Acórdãos TCAS

Acórdão do Tribunal Central Administrativo Sul
Processo:8156/14.9BCLSB
Secção:CT
Data do Acordão:05/26/2022
Relator:VITAL LOPES
Descritores:RECLAMAÇÃO PARA A CONFERÊNCIA
NULIDADE DO PROCESSADO
ADMISSIBILIDADE
Sumário:I - Proferida sentença ou acórdão, fica imediatamente esgotado o poder jurisdicional do juiz quanto à matéria da causa – artigos 613/1 e 666/1 do CPC.
II - Estabelece o n.º 2 do citado art.º 613.º que «É licito, porém, ao juiz rectificar erros materiais, suprir nulidades e reformar a sentença, nos termos dos artigos seguintes».
III - O requerimento de nulidade do processado não consubstancia qualquer pedido de rectificação de erros materiais (art.º 614.º do CPC), nem de suprimento de nulidades do acórdão, que são, e só, as taxativamente previstas no art.º 615.º do CPC, nem preenche os requisitos de que depende a possibilidade de reforma do acórdão, prevista no art.º 616/2 do CPC.
IV - Como assim, é de indeferir por legalmente inadmissível.
Aditamento:
1
Decisão Texto Integral:ACORDAM EM CONFERÊNCIA NA 2.ª SUBSECÇÃO DO CONTENCIOSO TRIBUTÁRIO DO TRIBUNAL CENTRAL ADMINISTRATIVO SUL


I. RELATÓRIO


C… – CENTRO COMERCIAL, S.A., vem a fls.630, reclamar para a conferência do despacho de 13/10/2017 da então Exma. Relatora (consta a fls.608) que que lhe indeferiu a arguição de nulidade do processado por não constar dos autos qualquer elemento que permita verificar que a P.I. de impugnação foi remetida a juízo por correio registado, maxime, o envelope de remessa, alegando para tanto o seguinte:
«1.º
Os autos de recurso em referência, têm por objeto a sentença do tribunal de 1.ª instância que julgou intempestiva a impugnação judicial deduzida pela ora reclamante, concluindo que a petição inicial deu entrada em juízo para além do prazo de 90 dias, isto porque, como surpreendentemente veio a constar da sentença, a p.i. só teria sido apresentada em 2 de julho.

§ O que fazer:
1. Segundo o sumário do acórdão, que artigos do CPC determinam que o poder jurisdicional do juiz fica esgotado quando é proferida sentença ou acórdão?
2. Retome o acórdão sobre a reclamação para a conferência a partir da última frase apresentada.
O material apresentado a seguir provém de uma fonte distinta do acórdão.

§ Dados de marcação de coordenadas:

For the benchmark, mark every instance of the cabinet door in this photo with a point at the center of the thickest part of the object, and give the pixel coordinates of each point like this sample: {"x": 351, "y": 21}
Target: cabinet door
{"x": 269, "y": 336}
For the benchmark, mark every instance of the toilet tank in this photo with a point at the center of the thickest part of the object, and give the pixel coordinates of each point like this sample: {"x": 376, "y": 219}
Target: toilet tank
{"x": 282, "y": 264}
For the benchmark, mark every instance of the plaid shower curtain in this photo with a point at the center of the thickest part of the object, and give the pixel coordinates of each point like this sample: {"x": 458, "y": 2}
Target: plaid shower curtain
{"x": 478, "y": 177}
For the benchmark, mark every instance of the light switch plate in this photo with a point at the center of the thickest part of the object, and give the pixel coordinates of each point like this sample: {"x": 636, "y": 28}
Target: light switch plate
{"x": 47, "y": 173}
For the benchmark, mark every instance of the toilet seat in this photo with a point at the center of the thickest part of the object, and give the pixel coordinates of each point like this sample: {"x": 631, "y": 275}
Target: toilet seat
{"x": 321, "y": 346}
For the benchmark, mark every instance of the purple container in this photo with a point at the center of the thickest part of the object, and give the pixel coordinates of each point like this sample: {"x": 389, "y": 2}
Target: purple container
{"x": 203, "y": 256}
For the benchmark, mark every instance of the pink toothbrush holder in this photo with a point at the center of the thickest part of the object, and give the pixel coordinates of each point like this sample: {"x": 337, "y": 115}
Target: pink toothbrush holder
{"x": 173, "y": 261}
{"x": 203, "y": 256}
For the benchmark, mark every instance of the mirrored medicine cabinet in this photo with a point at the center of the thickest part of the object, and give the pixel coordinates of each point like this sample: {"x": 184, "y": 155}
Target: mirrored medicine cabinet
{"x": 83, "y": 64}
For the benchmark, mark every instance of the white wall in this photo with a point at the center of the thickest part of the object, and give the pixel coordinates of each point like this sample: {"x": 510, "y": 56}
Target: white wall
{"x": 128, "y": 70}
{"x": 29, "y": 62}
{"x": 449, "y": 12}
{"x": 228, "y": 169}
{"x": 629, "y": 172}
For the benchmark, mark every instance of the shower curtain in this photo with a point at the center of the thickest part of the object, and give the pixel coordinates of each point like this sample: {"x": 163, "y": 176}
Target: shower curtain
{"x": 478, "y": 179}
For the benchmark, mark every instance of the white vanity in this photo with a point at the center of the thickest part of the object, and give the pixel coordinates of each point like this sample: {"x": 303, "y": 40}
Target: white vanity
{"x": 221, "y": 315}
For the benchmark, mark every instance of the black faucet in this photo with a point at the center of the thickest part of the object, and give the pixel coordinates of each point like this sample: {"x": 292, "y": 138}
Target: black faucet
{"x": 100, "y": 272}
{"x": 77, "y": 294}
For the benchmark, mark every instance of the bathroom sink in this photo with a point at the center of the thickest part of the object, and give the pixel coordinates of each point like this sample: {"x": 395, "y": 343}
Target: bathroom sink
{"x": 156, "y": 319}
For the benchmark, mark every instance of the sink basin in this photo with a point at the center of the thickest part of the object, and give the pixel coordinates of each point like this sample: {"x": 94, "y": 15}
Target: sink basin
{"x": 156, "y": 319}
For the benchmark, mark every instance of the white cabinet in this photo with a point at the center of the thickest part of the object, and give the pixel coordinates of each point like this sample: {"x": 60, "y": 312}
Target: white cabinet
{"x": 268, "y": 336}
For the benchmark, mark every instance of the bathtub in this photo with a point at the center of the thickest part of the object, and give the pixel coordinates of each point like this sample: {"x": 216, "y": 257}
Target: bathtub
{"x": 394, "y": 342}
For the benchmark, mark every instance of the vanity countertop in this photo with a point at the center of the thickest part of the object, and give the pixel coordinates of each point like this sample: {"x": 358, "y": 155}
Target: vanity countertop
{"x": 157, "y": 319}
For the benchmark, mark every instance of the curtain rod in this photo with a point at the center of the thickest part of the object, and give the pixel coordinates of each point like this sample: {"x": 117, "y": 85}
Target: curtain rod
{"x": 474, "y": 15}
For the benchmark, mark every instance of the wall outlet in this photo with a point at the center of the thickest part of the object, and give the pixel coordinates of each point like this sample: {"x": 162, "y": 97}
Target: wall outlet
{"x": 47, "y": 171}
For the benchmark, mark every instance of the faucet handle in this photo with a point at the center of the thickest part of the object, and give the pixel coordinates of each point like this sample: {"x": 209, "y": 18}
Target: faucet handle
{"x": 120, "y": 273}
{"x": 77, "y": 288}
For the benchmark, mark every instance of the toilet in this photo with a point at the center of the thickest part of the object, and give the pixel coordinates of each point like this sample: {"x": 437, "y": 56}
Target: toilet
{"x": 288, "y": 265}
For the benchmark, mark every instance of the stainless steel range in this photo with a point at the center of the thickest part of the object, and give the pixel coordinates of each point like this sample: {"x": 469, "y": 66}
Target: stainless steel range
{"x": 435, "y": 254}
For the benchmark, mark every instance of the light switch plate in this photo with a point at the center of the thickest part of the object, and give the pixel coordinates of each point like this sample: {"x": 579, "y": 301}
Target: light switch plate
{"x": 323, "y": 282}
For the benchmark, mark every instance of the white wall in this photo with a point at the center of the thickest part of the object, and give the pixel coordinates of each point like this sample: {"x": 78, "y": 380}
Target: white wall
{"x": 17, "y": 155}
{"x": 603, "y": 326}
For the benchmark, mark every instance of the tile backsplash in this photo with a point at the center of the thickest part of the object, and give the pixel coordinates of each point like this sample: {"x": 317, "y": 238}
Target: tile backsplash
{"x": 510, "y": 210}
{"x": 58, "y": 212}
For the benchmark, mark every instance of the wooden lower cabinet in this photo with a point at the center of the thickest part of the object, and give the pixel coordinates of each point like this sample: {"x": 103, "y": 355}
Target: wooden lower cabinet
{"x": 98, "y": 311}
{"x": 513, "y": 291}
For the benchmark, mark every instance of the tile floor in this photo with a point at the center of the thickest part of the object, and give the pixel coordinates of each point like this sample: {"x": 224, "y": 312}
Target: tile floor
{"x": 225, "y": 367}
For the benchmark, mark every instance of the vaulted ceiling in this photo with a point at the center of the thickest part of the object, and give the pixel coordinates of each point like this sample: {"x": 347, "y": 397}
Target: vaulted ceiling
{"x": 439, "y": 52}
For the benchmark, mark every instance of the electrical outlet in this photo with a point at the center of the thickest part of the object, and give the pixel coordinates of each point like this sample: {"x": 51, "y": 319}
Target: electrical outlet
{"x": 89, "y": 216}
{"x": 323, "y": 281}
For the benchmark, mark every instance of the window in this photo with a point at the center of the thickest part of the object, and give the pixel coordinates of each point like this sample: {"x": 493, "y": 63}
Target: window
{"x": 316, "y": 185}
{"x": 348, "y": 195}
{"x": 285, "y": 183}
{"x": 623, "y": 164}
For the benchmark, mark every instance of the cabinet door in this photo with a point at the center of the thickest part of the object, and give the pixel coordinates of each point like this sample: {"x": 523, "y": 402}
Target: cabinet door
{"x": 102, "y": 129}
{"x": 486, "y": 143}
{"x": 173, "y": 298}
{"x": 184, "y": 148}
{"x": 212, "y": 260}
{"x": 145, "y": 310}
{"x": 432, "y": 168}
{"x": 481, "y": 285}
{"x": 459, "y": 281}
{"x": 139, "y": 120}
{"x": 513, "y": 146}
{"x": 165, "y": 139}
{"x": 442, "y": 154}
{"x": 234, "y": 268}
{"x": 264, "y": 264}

§ Respostas por tarefa:
1. Os artigos 613.º, n.º 1, e 666.º, n.º 1, do CPC.

2.
2.°
A ora impugnante, no recurso apresentado junto deste douto Tribunal Central Administrativo, impugnou a decisão recorrida, colocando em crise o facto dado como provado segundo o qual a petição inicial terá dado entrada no referido dia de 2 de julho, dado que remeteu tal peça processual por correio registado, entendendo dever contar para efeitos de entrada em juízo a data do respetivo registo ex vi do artigo 103.°. n.°6 do CPPT e 150.°. n.°2, al. b) do CPC em vigor à data da entrada da p.i. em juízo.
Ora, através do douto acórdão proferido nos autos, ficou a ora reclamante a saber que, afinal, nada consta no processo que permita aferir a data de envio da peça processual:
"compulsado todo o processo não se mostra demonstrado qual a data de envio da peça processual, restando apenas o carimbo de entrada no TAF de Sintra" (v. acórdão proferido).
Em face de tai surpreendente revelação - de que, no processo, não consta informação atestando o envio da peça processual por correio registado -, a ora reclamante arguiu a nulidade do processado por entender que "o processo judicial deve por natureza incorporar todo o expediente documental expedido pelas partes e dirigido ao Tribunal" - v. requerimento de arguição de nulidade.
Por despacho da Senhora Desembargadora Relatora, entendendo-se que a reclamante veio reclamar "por não constar da decisão o elemento que permite verificar que a PI de impugnação foi remetida a juízo por correio registado" (sic.), foi decidido que:
“analisado o processado não se determina qualquer nulidade pois a PI deu entrada com carimbo de recepção e tal facto jurídico consta do processo." (sic, v. despacho recorrido).
6.°
Ora, salvo o devido respeito, esta decisão no pode ser aceite como uma decisão justa e equitativa, nem reflete a adequada interpretação e aplicação do Direito.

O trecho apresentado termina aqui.